This one was photographed yesterday near Stephen Foster State Park.

Wednesday, September 23, 2009

Fisheries in Peril: The Evolution of Exploitation

What happens when the commercial fishing industry and recreational fishers target certain species for size? Do these practices of selective harvest equate to active artificial selection for smaller fish? Do these practices reverberate in the fish DNA in such a way that humans can be said to be manipulating the evolutionary trajectory of marine life? Thanks to the journal of Evolutionary Applications, here’s your chance to find out!

A few weeks back Loren McClenachan of the Scripps Institution of Oceanography provided an overview of her recent work to the folks at Florida State University - where she’s currently doing some post doc stuff. The bulk of her research centers on the impact that historic human activities have on the populations of fish and marine mammal species. More specifically, using contemporary and historical records such as ship logs, archived photographs, newspaper articles, documented personal accounts, and similar sources, she examines the quantity, geographic distribution and individual sizes of harvested species.

For example, to look at the toll humans have taken on populations of the goliath grouper (Epinephelus itajara) in south Florida, McClenachan ventured to Key West and collected photographs from resident fishing charter services, and historical newspaper articles from the archives at the local county library. Through analyzing the information, she was able to statistically demonstrate (and pictorially illustrate) the change in species composition and individual size of fish harvested recreationally in the Florida Keys. More to the point, she was able to show that between the 1920s and 1970s the maximum size of harvested trophy fish decreased while at the same time the total number of caught fish plummeted.

::::::::::

» **Activities**
A - Summarize the fisheries post in two sentences.
B - In the fisheries post, quote the passage from "Fisheries in Peril: The" to "to find out!" word for word.
C - Extend the fisheries post by writing what comes next after its final sentence.

::::::::::

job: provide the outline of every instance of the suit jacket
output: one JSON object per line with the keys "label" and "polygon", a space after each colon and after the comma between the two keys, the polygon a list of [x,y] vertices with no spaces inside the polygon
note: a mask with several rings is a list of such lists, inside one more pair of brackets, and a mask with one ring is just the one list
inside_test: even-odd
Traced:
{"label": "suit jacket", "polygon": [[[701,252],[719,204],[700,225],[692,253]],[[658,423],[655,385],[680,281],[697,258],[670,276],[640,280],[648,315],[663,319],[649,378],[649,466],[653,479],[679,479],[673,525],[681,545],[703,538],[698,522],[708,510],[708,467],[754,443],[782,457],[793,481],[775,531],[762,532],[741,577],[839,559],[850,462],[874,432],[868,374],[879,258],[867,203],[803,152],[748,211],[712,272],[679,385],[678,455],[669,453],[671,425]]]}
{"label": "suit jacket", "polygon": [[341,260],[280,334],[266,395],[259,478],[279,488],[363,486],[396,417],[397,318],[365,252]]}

::::::::::

» **Answers for the tasks**
A - The post asks whether size-selective harvest by commercial and recreational fishers amounts to artificial selection for smaller fish that could shape the evolution of marine life. It describes Loren McClenachan's research, which uses historical records such as photographs and newspaper articles to show that in the Florida Keys, between the 1920s and 1970s, the maximum size of harvested trophy fish decreased while the total number of caught fish plummeted.

B -
Fisheries in Peril: The Evolution of Exploitation

What happens when the commercial fishing industry and recreational fishers target certain species for size? Do these practices of selective harvest equate to active artificial selection for smaller fish? Do these practices reverberate in the fish DNA in such a way that humans can be said to be manipulating the evolutionary trajectory of marine life? Thanks to the journal of Evolutionary Applications, here’s your chance to find out!

C -
Photo from McClenachanlen's below cited paper; Grouper Catch Dated 04/14/57

If interested, McClenachan’s grouper paper can be found here:
McClenachan, L. (2009). Historical declines of goliath grouper populations in South Florida, USA Endangered Species Research, 7, 175-181 DOI: 10.3354/esr00167

One has to wonder (i.e. worry) what impact humans are having on fisheries worldwide. Rather it is for recreational or commercial purposes, our fishing actively is reducing the abundance of many marine species, and one can argue that we’re even aggressively and proactively engaging in an artificial selection practice that seems to be in pursuit of smaller fish and reduced species diversity…

I’m reminded of McClenachan’s talk because the journal Evolutionary Applications has just published a special edition which makes available (FREE!) research presented during the 2008 American Fisheries Society Annual Meeting. Anyone with an interest in fisheries, oceanography, ecology, evolution or conservation should take a look – there’s something for everyone!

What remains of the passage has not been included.